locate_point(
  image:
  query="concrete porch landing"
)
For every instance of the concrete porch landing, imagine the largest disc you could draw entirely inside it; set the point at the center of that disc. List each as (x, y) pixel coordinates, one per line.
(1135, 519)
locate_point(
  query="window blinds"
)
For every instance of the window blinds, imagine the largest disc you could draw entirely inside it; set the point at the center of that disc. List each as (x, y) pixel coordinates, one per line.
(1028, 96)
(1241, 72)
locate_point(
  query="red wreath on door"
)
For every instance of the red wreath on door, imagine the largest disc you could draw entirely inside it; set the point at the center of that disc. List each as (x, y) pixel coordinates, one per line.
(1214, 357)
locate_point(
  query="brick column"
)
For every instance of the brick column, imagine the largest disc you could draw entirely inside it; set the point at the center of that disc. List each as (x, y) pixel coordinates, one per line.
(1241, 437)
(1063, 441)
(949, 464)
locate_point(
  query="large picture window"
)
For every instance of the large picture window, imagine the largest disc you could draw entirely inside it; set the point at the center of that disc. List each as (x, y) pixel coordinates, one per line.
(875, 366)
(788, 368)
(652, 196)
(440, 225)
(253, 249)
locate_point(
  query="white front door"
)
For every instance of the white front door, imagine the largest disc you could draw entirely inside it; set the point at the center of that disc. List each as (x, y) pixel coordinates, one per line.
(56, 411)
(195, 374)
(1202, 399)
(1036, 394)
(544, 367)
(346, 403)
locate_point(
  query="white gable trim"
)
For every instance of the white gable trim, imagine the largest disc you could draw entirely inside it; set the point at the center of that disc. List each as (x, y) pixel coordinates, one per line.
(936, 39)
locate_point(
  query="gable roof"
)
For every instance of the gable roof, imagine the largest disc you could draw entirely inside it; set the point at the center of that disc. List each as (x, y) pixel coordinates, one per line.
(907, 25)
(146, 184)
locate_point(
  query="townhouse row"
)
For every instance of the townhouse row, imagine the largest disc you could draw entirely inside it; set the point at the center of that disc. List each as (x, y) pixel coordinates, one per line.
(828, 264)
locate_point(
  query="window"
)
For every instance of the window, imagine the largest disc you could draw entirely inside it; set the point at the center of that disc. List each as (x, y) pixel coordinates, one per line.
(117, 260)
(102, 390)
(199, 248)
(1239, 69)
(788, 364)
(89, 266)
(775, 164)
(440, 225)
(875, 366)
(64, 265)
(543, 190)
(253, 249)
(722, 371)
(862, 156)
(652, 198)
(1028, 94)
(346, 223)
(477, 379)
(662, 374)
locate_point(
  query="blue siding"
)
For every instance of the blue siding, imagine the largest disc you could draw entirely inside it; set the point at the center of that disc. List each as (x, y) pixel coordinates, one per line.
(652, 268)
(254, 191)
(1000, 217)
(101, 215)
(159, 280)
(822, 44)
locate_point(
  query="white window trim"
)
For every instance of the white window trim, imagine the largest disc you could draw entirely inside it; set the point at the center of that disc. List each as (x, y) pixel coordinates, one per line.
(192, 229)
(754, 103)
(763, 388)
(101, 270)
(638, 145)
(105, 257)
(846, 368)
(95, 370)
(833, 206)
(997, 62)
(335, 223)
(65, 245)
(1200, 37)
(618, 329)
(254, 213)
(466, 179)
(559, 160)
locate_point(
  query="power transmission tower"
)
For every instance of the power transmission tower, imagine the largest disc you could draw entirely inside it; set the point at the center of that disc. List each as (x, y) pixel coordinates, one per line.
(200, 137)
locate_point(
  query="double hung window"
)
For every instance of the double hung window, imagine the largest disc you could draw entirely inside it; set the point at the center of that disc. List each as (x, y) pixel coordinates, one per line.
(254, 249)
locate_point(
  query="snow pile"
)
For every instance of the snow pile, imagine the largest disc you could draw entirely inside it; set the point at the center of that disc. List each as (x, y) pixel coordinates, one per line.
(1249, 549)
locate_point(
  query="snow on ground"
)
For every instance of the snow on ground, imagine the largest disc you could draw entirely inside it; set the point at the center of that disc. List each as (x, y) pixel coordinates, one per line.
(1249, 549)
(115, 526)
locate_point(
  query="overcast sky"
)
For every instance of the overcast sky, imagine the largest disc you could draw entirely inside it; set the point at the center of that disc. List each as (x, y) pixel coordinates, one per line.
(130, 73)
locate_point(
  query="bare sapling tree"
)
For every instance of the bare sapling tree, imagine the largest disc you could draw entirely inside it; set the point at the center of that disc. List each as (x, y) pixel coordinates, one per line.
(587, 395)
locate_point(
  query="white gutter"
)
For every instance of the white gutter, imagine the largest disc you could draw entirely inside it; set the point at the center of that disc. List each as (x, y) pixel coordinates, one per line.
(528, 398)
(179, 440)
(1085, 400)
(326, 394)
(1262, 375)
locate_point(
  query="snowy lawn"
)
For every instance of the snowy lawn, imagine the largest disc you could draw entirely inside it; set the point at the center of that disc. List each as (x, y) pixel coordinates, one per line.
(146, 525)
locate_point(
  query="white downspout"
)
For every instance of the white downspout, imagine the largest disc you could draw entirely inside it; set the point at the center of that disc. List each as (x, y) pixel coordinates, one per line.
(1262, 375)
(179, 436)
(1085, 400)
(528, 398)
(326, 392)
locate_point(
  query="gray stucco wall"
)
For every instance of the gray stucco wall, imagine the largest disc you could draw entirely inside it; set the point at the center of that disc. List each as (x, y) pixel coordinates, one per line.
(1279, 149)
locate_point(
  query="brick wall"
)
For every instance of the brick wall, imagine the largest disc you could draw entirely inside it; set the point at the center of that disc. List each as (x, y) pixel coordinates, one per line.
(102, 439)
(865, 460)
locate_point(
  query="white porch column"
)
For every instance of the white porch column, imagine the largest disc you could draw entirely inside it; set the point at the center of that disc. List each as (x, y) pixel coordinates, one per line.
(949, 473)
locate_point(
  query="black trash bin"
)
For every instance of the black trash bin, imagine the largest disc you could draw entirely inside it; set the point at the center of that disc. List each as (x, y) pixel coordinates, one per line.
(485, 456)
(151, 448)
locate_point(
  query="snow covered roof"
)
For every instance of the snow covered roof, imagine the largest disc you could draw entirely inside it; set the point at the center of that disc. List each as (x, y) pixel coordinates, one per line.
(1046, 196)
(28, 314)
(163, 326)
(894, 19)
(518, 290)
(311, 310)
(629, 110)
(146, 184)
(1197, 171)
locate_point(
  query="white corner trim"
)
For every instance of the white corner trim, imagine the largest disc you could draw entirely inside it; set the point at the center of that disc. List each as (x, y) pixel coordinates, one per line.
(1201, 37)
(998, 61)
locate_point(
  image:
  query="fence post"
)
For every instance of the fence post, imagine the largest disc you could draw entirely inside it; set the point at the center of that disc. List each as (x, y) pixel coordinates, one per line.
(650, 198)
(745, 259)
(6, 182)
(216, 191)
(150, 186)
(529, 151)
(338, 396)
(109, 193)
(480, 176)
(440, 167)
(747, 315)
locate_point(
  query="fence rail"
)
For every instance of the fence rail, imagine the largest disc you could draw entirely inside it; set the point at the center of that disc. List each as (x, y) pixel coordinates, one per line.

········

Assignment –
Each entry must be retyped exactly as it was written above.

Answer to the exercise –
locate_point(
  image:
  query="concrete porch landing"
)
For every instance of the concrete porch landing, imagine the largest disc you could draw entirely inside it; set the point at the center of that disc. List each as (x, y) pixel coordinates, one per line.
(1135, 519)
locate_point(
  query="window blinds"
)
For every instance of the window blinds, imagine the largest disc you could draw entirely inside it; set the point at the center of that disc. List each as (x, y) pixel coordinates, one per line.
(1028, 96)
(1241, 72)
locate_point(
  query="red wreath on door"
)
For every instance of the red wreath on door, imagine the largest disc you could draw entirely inside it; set the point at the center of that disc. List each as (x, y) pixel coordinates, one per line.
(1214, 357)
locate_point(
  query="brick column"
)
For every instance of the brick column, imagine the largest disc you could draw entirely inside it; set the point at the center of that disc. List each as (x, y) pixel coordinates, one per line.
(1241, 437)
(1063, 441)
(949, 464)
locate_point(
  query="large picture window"
)
For every instance of the large picture window, imagine the largest disc you could draw entirely inside it; set the point at the center of that disc. List each as (x, y) pixel coordinates, one per line.
(875, 366)
(788, 368)
(652, 196)
(440, 225)
(253, 249)
locate_point(
  query="white front door"
)
For every instance of the white front door, imagine the largest disc you could draw entirely inside it; set the point at the center of that disc. List each as (x, y) pixel coordinates, one per line.
(56, 411)
(195, 374)
(1202, 399)
(1036, 394)
(544, 367)
(346, 403)
locate_point(
  query="white gable trim"
)
For every instance of the white gable trim, imagine the largest disc you could draw entirely inside it; set the point at the center of that disc. List each as (x, y) pixel coordinates, one per line.
(936, 39)
locate_point(
  query="gable roof"
)
For every instance of the gable roof, imagine the largest disc you could draw entirely inside it; set the point at the center of that disc. List each as (x, y) pixel coordinates, one per line.
(907, 25)
(146, 184)
locate_point(
  query="townhouse row"
)
For every instance of the townhouse row, imagine the largest disc you could draw entirely inside it; set the point at the center of that disc. List each as (x, y) pixel coordinates, one per line.
(828, 264)
locate_point(
  query="window"
)
For every instance of the window, imagine the largest disc you could draw entirely inside it; set the point at the center of that disc. List each as (x, y) pixel coordinates, one per line.
(117, 260)
(102, 390)
(199, 248)
(1239, 69)
(788, 364)
(89, 266)
(775, 164)
(440, 225)
(875, 366)
(64, 265)
(543, 190)
(253, 249)
(722, 371)
(862, 156)
(652, 198)
(1028, 94)
(346, 223)
(477, 379)
(662, 374)
locate_point(
  query="blue siding"
)
For every instance of the blue siding, imagine the largest disc you could draw entirely inside it; set the point at the center of that disc. List each as (x, y) pixel coordinates, one per line.
(652, 268)
(254, 191)
(1000, 217)
(101, 215)
(159, 280)
(822, 44)
locate_point(
  query="white window trim"
)
For every instance of the white window trim, imagine the largest disc you could draw entirely inside it; set the point at the center of that disc. List each as (x, y) pixel coordinates, one per line.
(192, 229)
(754, 103)
(763, 388)
(101, 270)
(638, 145)
(105, 257)
(846, 368)
(95, 370)
(833, 206)
(997, 62)
(335, 223)
(65, 245)
(1200, 37)
(618, 329)
(254, 213)
(466, 179)
(559, 160)
locate_point(
  query="power transmission tower"
)
For every instance of the power transmission tower, imagine the largest disc you could draw entirely inside it; set the point at the center of that disc. List each as (x, y) pixel coordinates, one per line.
(200, 137)
locate_point(
  query="double hung window"
)
For every instance of the double hung window, imagine the largest disc you could draw entirely inside it; set the point at the center of that disc. List each as (x, y) pixel coordinates, one per line.
(254, 249)
locate_point(
  query="snow pile"
)
For every instance of the snow pile, imagine the largest disc you could draw entirely inside it; set the point at the center of that disc. List each as (x, y) pixel coordinates, one per line.
(1249, 549)
locate_point(
  query="snow on ground"
)
For every instance of the snow on ground, imagine the largest disc you could draw entirely inside it; set the point at the center of that disc. List each as (x, y) pixel coordinates, one per line.
(1249, 549)
(115, 526)
locate_point(
  query="overcast sky"
)
For every instance of the overcast sky, imagine the largest disc you could draw entirely inside it; set the point at the center of that disc. List each as (x, y) pixel coordinates, one per line.
(130, 73)
locate_point(
  query="bare sapling tree"
)
For every instance of the bare sapling tree, imagine the largest disc you could draw entirely inside it; set the point at the center of that disc. List each as (x, y) pixel coordinates, one per line.
(587, 395)
locate_point(
  query="white gutter"
)
For every instance of the white gutter, imagine the largest disc you could draw entirely inside it; set the point at the center of that disc. List each as (x, y) pixel coordinates, one per line.
(528, 398)
(179, 440)
(1085, 400)
(326, 394)
(1262, 375)
locate_point(
  query="snowy lawn"
)
For every instance of the snowy lawn, imagine the largest disc you could draw entirely inside it; set the point at the center of that disc. List each as (x, y) pixel coordinates, one per line.
(146, 525)
locate_point(
  query="white downspout"
)
For every instance of the white downspout, imagine the largest disc you could draw entirely inside it; set the point at the center of that disc. List each as (x, y) pixel coordinates, one per line.
(1262, 375)
(179, 436)
(1085, 400)
(528, 398)
(326, 392)
locate_point(
  query="gray stucco wall"
)
For every instance of the gray stucco wall, imagine the largest disc you could draw entirely inside it; set the point at the center of that disc. List each as (x, y) pixel coordinates, one per line.
(1279, 149)
locate_point(
  query="brick wall"
)
For every instance of the brick wall, imagine the largest disc you could draw entirely inside it; set the point at the center of that disc. List each as (x, y) pixel coordinates, one per line.
(102, 439)
(865, 460)
locate_point(
  query="white porch column"
)
For every instance of the white porch column, imagine the largest disc you could draw entirely inside it; set the point at the center of that disc. List each as (x, y) pixel coordinates, one per line.
(949, 473)
locate_point(
  query="black trash bin"
)
For every instance of the black trash bin, imagine the largest disc you could draw entirely inside it; set the point at the center of that disc. List each as (x, y) pixel coordinates, one per line.
(485, 456)
(151, 448)
locate_point(
  query="snow covered roof"
)
For every instance of the snow covered roof, imagine the largest disc you could draw entirely inside it; set the point at the center of that disc. List each as (x, y) pixel coordinates, one per line.
(1046, 196)
(28, 314)
(163, 326)
(894, 19)
(518, 290)
(311, 310)
(629, 110)
(146, 184)
(1197, 171)
locate_point(
  query="white corner trim"
)
For every instance of the white corner trim, imagine the largest disc you could draw entirely inside it; set the point at the center of that disc. List each as (x, y) pixel coordinates, one per line.
(1201, 37)
(998, 61)
locate_point(
  image:
  query="fence post"
)
For every instance of the fence post, imagine the largest disc you could draw entirely inside it; set the point at the center of that disc. List each as (x, y) pixel coordinates, one per line.
(650, 198)
(745, 259)
(6, 182)
(216, 191)
(150, 186)
(529, 151)
(338, 396)
(109, 193)
(480, 176)
(440, 167)
(747, 315)
locate_point(
  query="fence rail"
)
For every instance of the fence rail, imagine the largest disc you could draw entirely inside it; set the point at the center of that disc. List each as (x, y) pixel coordinates, one per line.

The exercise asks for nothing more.